Leaving out the pictures, retype all the material exactly.

— begin INPUT ROWS —

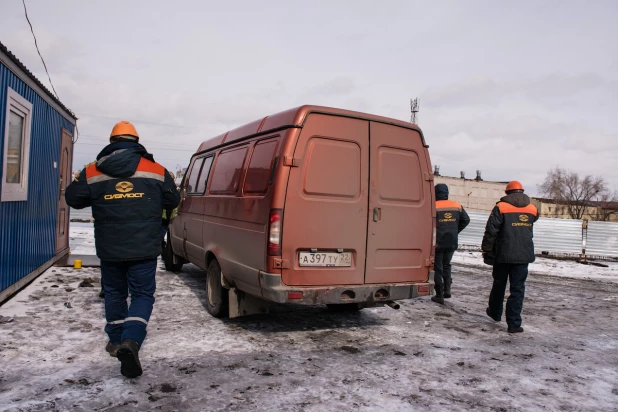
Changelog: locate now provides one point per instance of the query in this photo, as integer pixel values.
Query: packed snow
(422, 357)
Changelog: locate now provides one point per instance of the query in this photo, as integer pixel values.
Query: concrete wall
(553, 210)
(479, 196)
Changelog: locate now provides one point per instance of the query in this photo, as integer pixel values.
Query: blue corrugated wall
(28, 229)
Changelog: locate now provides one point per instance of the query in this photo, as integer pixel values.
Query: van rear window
(228, 169)
(201, 187)
(194, 173)
(259, 171)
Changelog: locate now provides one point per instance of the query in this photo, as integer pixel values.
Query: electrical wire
(45, 66)
(37, 49)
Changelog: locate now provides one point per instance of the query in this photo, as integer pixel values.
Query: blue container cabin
(36, 152)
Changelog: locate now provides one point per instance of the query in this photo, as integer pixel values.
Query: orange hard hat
(124, 128)
(514, 185)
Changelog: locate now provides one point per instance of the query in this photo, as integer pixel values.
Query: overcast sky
(508, 88)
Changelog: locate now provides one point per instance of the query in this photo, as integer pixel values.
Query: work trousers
(516, 275)
(442, 266)
(119, 279)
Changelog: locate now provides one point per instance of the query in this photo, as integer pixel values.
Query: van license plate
(325, 259)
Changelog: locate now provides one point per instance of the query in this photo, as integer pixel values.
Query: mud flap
(242, 304)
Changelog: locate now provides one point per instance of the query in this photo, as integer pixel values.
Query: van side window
(260, 165)
(194, 173)
(228, 170)
(201, 187)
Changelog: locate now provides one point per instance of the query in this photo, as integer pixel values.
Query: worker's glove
(488, 258)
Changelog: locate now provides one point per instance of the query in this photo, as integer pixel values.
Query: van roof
(294, 118)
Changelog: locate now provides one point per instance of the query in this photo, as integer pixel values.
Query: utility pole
(414, 111)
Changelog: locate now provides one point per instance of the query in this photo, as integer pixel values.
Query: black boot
(447, 288)
(439, 297)
(515, 330)
(130, 366)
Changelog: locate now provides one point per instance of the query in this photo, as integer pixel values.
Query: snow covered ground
(422, 357)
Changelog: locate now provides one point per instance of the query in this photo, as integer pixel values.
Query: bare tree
(607, 204)
(568, 189)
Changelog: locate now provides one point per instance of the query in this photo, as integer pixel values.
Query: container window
(228, 170)
(260, 168)
(194, 173)
(16, 153)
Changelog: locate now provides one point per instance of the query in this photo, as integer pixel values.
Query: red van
(313, 205)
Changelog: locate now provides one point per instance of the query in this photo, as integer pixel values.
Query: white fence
(554, 235)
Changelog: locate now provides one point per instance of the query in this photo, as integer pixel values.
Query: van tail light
(274, 232)
(433, 240)
(434, 234)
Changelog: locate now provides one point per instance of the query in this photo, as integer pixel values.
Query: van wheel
(173, 262)
(216, 295)
(344, 307)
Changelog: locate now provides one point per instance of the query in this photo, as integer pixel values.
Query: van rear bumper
(273, 289)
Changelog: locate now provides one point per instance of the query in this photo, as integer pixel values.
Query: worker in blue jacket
(128, 192)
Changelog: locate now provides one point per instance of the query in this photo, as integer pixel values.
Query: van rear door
(325, 215)
(400, 223)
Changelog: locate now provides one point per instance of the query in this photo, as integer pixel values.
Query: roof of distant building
(469, 180)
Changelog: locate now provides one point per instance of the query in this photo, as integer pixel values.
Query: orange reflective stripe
(447, 204)
(509, 208)
(92, 171)
(148, 166)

— end INPUT ROWS —

- **ANSWER**
Changelog: locate now provides one point per instance of the query in this photo, as integer pixel values.
Query: packed snow
(422, 357)
Changelog: locate now provides one point per instance of the query in this photo, as integer pixel values.
Query: concrete wall
(553, 210)
(479, 196)
Changelog: locate now provides one point per instance of the query in this photo, as integer pixel values.
Query: blue corrugated wall
(28, 229)
Changelog: locate now provides one point per instance of the query in this photo, as integer pixel values.
Query: van rear window
(228, 169)
(201, 187)
(194, 173)
(259, 171)
Changelog: locate now provides one point per instance of the query in this photo, as integer pixel values.
Query: electrical wire
(45, 66)
(37, 49)
Changelog: locate now provides one point per instance of the query in this photo, as integer pixel values.
Query: blue container cabin
(36, 152)
Changelog: locate now provides one point per instance of the query in this photo, as integer pixel values.
Query: orange hard hat
(124, 128)
(514, 185)
Changelog: locate now provides one point per instance of the query in this photo, as integer pixel values.
Query: overcast sky
(508, 88)
Changelog: locate now provides one point per instance of the query in this photo, as integer pixel values.
Query: work trousers
(516, 275)
(442, 266)
(119, 279)
Changelog: locate now provides one point per instance of the query in this photo, as integer pixel values.
Query: van license plate
(325, 259)
Changelog: locate now provides one point per instance of the query in this photo, as integer pixel values.
Query: mud flap
(242, 304)
Changelog: locate now provides one point per instance of the query in this photo, as integer pixel values.
Query: van side window
(260, 165)
(194, 173)
(228, 170)
(201, 187)
Changelog: locate now provides one point per instance of the query in this photo, as integer pixel values.
Query: worker's glove
(488, 258)
Changelog: locate now provides one point per instance of the query in this photo, as integer pixel values.
Query: van roof
(294, 118)
Changelog: locate now provides one point per instance of the query in this photo, as integer pixel values.
Query: utility pole
(414, 111)
Changelog: locate now provides one point per instance of the query in this photo, as integer pixel values.
Query: black boot
(447, 288)
(439, 297)
(515, 330)
(130, 366)
Changelog: locate now provides one point per instance of the query in this photo, as integer pixel values.
Query: snow covered ground
(422, 357)
Changelog: locate now provides one point per instance of the query in this photo, as integer pixel values.
Query: bare tree
(607, 204)
(568, 189)
Changelog: locate now provides one point per instance of the query in this photo, as integer pixel values.
Query: container window
(228, 170)
(260, 168)
(194, 173)
(16, 153)
Changelog: locate now provides one point per instance of the query in this photo, as integer pixel values.
Query: red van
(313, 205)
Changelog: locate now provides one point per instance of the query in this photo, as integer pixel values.
Query: white fence
(554, 235)
Changelog: locate now provides one point per instance of the query in this photo, as integer pixel values.
Query: van tail light
(274, 232)
(433, 240)
(434, 234)
Changelog: locate now provides one point per instance of the query in this photo, as integer pixel values.
Query: van wheel
(173, 262)
(216, 295)
(344, 307)
Changelog: locate now provides one point per instance of the query in this photo, as integer pixel values.
Query: van rear bumper
(273, 289)
Changelog: locate now provides one point per instance of the query in this photo, as integer pixel values.
Query: worker in blue jacket
(128, 192)
Changelog: locate now provides one point per instance of the query in this photo, as integer pixel values.
Query: van rear door
(325, 215)
(400, 223)
Changelog: locate now provides one point per instance of the query in this photo, as integer pixel values.
Query: roof of distant building
(469, 180)
Changelog: locate now provides one point per instance of the query in this photo, as integer pixel values.
Query: orange reflective stripe
(447, 204)
(509, 208)
(92, 171)
(148, 166)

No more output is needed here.